_Set task_.
Can you copy the rows below word for word, beginning at the line that contains "Target — rock cliff" and stopping after the last line of the rows?

_Data for processing_.
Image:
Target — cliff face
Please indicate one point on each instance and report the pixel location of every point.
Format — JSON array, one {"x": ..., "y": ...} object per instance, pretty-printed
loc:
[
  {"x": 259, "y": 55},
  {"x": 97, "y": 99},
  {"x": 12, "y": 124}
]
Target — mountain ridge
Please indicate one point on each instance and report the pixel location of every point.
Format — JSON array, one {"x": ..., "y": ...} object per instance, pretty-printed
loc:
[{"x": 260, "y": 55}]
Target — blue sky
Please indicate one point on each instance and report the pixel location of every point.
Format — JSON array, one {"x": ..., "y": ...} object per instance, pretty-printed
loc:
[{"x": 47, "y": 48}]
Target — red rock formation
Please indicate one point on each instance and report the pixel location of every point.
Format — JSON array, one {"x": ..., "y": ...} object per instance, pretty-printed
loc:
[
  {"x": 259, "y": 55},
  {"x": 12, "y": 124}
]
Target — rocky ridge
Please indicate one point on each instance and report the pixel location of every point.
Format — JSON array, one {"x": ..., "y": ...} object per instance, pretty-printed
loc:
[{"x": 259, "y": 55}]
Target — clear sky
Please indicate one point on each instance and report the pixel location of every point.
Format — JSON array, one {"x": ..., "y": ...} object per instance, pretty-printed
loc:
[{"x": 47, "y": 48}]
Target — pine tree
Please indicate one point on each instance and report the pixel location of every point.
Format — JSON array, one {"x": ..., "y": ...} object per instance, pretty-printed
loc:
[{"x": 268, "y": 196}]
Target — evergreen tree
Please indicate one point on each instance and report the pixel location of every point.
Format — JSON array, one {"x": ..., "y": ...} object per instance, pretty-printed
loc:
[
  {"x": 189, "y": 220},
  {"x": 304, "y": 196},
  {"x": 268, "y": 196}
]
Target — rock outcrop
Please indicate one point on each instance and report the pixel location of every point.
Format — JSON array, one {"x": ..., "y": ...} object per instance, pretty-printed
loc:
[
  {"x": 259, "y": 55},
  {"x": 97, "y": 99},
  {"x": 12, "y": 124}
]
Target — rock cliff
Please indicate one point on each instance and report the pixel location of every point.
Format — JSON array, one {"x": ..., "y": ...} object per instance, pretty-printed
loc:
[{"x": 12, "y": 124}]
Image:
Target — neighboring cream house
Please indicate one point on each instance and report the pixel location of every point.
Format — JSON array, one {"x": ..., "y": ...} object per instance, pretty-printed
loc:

_Right answer_.
Target — rock cliff
Please indicate one point on each instance and report the pixel location of every point.
Format — JSON array, one {"x": ..., "y": ...} object per instance, pretty-printed
loc:
[{"x": 12, "y": 124}]
Image:
Target — neighboring cream house
Please indicate one point on each instance and report the pixel location of every point.
Format — JSON array, one {"x": ..., "y": ...} object per instance, pretty-printed
loc:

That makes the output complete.